Immer wieder wird in der öffentlichen Meinung darauf hingewiesen, dass es heute Millionen „palästinensische Flüchtlinge“ gebe, obwohl es 1948 höchstens 750.000 arabische Flüchtlinge gab. Nirgendwo sonst auf der Welt wird die Flüchtlingseigenschaft über mehrere Generationen vererbt.
Die Zahlen zur Flucht und Vertreibung der Juden aus den arabischen Staaten sind den meisten Kämpfern für die „palästinensische“ Sache unbekannt. Von den über 250.000 marokkanischen Juden sind nur etwa 2000 geblieben. In Tunesien lebten 100.000 Juden, heute sind es 1000. In Ägypten lebten 1948 75.000 und im Irak 135.000 Juden, heute sind es jeweils weniger als 20. In Jemen waren es etwa 60.000 heute wird ihre Zahl auf 50 geschätzt. In Syrien leben von den 30.000 Juden noch ein Dutzend. In Algerien lebten 1948 140.000 Juden, in Libyen 38.000. In beiden Ländern leben heute überhaupt keine Juden mehr.

**Aufgabenbeschreibung:** Erkläre anhand des Textausschnitts über Flüchtlinge, worauf er zurückführt, dass heute von Millionen „palästinensischen Flüchtlingen“ gesprochen wird, obwohl es 1948 höchstens 750.000 arabische Flüchtlinge gab.

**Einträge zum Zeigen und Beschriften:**
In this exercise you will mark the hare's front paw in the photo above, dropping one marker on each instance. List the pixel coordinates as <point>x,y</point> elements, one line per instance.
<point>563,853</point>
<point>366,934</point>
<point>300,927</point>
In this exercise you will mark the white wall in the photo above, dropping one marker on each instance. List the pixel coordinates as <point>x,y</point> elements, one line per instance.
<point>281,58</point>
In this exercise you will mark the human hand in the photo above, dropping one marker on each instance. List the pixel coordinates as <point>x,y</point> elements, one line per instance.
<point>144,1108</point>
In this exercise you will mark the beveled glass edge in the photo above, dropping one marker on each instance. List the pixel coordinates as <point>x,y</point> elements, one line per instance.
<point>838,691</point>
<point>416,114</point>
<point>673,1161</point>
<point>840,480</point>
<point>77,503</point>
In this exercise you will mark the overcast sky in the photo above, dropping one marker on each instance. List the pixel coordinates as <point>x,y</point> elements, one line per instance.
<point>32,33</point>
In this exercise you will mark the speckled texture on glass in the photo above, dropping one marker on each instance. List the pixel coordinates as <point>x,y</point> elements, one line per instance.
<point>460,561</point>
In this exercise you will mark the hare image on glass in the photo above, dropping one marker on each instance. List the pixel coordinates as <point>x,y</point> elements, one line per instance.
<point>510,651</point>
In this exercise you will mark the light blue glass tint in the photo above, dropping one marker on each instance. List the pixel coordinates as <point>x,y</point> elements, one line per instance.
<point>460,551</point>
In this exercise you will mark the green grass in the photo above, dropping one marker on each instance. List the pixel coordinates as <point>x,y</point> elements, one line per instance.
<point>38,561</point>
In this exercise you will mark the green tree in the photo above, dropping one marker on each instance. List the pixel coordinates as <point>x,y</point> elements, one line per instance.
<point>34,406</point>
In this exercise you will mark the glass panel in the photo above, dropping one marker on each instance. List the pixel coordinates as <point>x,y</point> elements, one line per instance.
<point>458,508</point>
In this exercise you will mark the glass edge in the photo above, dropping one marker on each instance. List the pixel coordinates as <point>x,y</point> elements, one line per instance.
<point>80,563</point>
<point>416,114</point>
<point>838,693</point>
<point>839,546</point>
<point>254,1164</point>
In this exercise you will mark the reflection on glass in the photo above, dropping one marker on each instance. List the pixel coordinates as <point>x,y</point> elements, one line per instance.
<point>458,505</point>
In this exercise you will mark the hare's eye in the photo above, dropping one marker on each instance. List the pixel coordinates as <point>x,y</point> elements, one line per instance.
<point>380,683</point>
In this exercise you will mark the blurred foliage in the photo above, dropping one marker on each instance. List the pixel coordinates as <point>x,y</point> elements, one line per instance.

**Endergebnis:** Laut dem Textausschnitt wird die Flüchtlingseigenschaft in diesem Fall über mehrere Generationen vererbt. Das geschieht nach seiner Aussage nirgendwo sonst auf der Welt.